[PD] [table] update notification
Jonathan Wilkes
jancsika at yahoo.com
Wed Mar 7 21:38:55 CET 2012
If you're going to do that, please do it in a way that fixes the core of the
problem which is that a struct won't receive a notification when an array
element is moved with the mouse. (Then just have the [table] outlet hook
into that functionality to notify about changes.)
Otherwise you'll drive a further wedge between data structures and "Put"
menu arrays. (The biggest wedge is that one cannot read/write a data
structure array from [tabread~], etc.)
-Jonathan
----- Original Message -----
> From: Hans-Christoph Steiner <hans at at.or.at>
> To: Jonathan Wilkes <jancsika at yahoo.com>
> Cc: Roman Haefeli <reduzent at gmail.com>; pd-list <pd-list at iem.at>
> Sent: Wednesday, March 7, 2012 1:52 PM
> Subject: Re: [PD] [table] update notification
>
>
> That would be nice to have as an outlet from an array. Or perhaps the [table]
> object should have an outlet to get that info.
>
> .hc
>
> On Mar 7, 2012, at 12:15 PM, Jonathan Wilkes wrote:
>
>> Pd-l2ork has a feature where you can [r "arrayname_changed"]
>>
>> and you'll get a bang when the array is modified with the mouse.
>>
>> If you want a notification when using tabwrite/etc., well, when those
>>
>> objects receive a message to update the array, just manually send
>>
>> a bang to "arrayname_changed" when this happens.

▶ _WORK TO COMPLETE_
In the message on [table] update notification, what feature of Pd-l2ork lets you know when an array has been modified with the mouse?

▶ _ENTRIES PROVIDED_

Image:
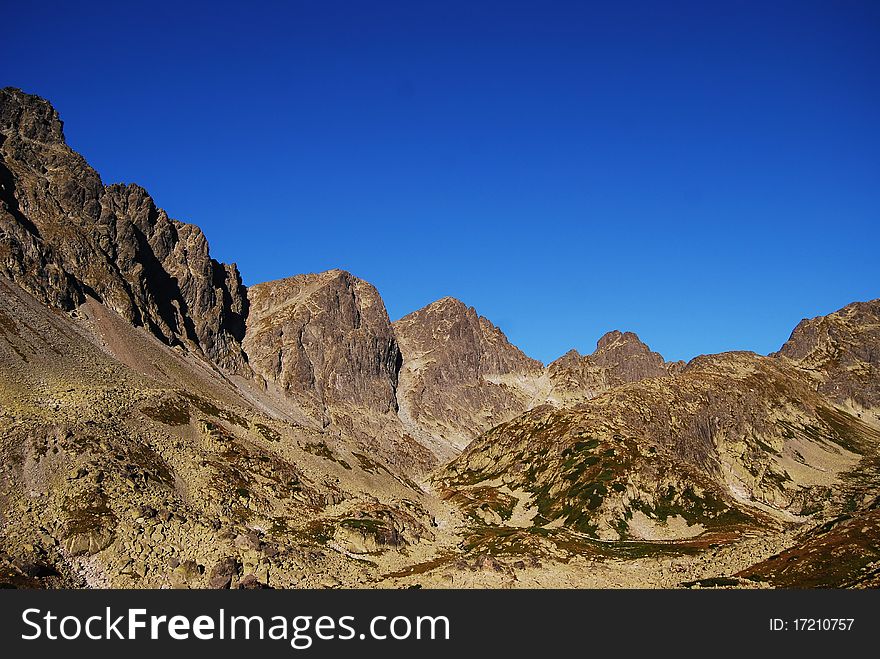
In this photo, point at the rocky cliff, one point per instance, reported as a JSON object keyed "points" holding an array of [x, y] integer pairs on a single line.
{"points": [[460, 375], [326, 340], [619, 358], [842, 353], [64, 235]]}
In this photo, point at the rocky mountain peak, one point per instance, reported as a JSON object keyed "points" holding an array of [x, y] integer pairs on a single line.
{"points": [[842, 352], [326, 340], [29, 116], [65, 236], [460, 374]]}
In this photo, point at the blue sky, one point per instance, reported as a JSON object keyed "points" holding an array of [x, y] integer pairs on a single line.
{"points": [[705, 174]]}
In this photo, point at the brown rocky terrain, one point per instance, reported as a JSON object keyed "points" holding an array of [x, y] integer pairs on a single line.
{"points": [[65, 236], [841, 351], [460, 376], [162, 425], [619, 358]]}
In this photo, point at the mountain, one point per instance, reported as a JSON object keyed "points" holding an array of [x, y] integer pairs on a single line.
{"points": [[162, 425], [64, 236], [841, 351], [619, 358], [460, 375], [324, 342]]}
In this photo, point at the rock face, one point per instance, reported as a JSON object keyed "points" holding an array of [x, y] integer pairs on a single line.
{"points": [[619, 358], [460, 376], [64, 235], [734, 437], [326, 341], [842, 352]]}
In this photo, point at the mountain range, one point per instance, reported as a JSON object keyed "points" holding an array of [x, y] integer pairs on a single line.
{"points": [[163, 425]]}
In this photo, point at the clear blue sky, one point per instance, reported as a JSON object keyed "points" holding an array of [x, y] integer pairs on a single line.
{"points": [[703, 173]]}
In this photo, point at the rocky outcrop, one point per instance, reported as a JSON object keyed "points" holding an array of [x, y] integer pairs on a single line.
{"points": [[64, 235], [460, 375], [619, 358], [326, 340], [842, 352], [735, 437]]}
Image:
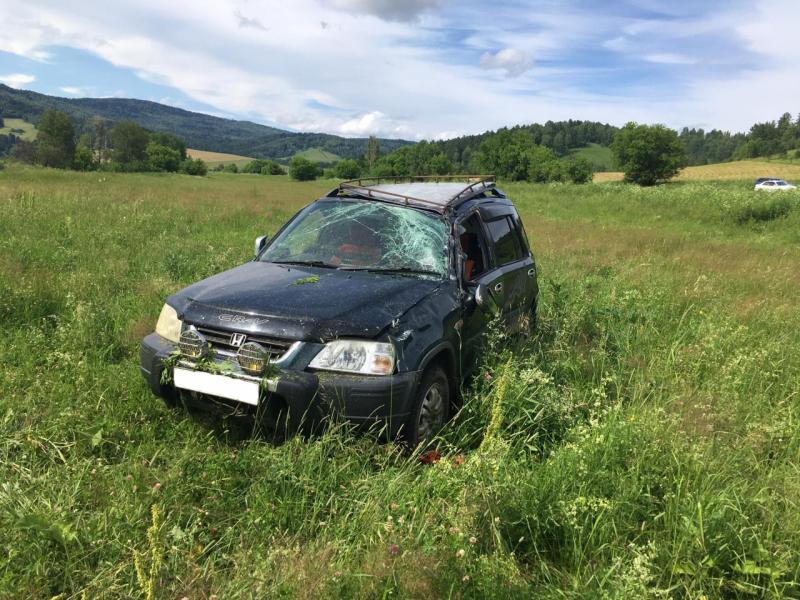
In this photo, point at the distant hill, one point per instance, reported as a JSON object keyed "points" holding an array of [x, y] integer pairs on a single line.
{"points": [[600, 157], [587, 138], [198, 130]]}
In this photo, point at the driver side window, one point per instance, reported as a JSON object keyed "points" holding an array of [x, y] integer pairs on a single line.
{"points": [[473, 245]]}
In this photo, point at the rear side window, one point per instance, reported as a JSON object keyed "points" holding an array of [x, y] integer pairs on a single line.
{"points": [[506, 240]]}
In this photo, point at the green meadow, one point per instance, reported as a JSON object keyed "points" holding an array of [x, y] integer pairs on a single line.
{"points": [[644, 442]]}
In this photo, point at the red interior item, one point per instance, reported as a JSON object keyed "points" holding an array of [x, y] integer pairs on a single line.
{"points": [[357, 255], [469, 267]]}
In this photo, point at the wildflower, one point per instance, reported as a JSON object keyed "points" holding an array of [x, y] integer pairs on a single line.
{"points": [[430, 457]]}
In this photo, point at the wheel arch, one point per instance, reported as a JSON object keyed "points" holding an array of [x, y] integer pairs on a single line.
{"points": [[444, 356]]}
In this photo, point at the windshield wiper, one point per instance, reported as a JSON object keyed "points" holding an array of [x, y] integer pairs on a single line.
{"points": [[396, 270], [309, 263]]}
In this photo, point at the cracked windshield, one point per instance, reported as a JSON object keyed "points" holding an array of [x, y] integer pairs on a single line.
{"points": [[364, 236]]}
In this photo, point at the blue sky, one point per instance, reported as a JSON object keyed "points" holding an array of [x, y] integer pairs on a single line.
{"points": [[417, 68]]}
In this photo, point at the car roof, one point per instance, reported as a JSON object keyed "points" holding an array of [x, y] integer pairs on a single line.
{"points": [[441, 194]]}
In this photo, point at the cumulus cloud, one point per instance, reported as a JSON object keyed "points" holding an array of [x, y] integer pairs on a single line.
{"points": [[17, 80], [245, 22], [391, 76], [670, 59], [511, 60], [390, 10]]}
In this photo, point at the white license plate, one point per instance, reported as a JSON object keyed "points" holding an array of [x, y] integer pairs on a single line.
{"points": [[217, 385]]}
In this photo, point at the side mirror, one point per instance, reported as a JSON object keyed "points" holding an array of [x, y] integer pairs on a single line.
{"points": [[484, 300], [260, 242]]}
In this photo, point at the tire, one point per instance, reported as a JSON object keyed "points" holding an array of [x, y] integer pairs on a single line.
{"points": [[431, 408]]}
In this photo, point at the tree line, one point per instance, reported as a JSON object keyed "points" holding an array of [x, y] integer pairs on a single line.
{"points": [[123, 146]]}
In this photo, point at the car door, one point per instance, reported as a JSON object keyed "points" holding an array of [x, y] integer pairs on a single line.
{"points": [[513, 285], [478, 271]]}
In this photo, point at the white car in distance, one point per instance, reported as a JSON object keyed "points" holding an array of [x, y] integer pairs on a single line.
{"points": [[771, 185]]}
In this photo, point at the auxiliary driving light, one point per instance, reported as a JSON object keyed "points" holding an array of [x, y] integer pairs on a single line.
{"points": [[192, 344], [252, 357]]}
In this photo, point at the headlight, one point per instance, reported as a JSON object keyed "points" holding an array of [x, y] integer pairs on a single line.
{"points": [[356, 356], [169, 325]]}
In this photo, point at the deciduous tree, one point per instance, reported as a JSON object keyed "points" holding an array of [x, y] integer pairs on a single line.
{"points": [[648, 154], [55, 144]]}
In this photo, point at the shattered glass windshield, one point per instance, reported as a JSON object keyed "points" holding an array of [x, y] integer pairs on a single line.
{"points": [[363, 235]]}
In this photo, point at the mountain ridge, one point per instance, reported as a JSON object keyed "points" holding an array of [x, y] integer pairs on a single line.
{"points": [[197, 129]]}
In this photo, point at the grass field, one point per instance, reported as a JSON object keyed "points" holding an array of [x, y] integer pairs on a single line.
{"points": [[643, 444], [213, 159], [19, 127], [319, 155], [738, 170]]}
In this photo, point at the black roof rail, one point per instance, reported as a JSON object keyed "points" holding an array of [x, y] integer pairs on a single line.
{"points": [[369, 187]]}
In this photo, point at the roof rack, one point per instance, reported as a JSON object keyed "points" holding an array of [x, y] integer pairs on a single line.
{"points": [[368, 186]]}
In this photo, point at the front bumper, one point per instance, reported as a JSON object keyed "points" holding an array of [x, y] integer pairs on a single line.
{"points": [[362, 399]]}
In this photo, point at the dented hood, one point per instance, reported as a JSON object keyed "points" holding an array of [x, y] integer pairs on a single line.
{"points": [[301, 303]]}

▶ _EXERCISE OUTPUT_
You can use [r "arrayname_changed"] to get a bang when the array is modified with the mouse.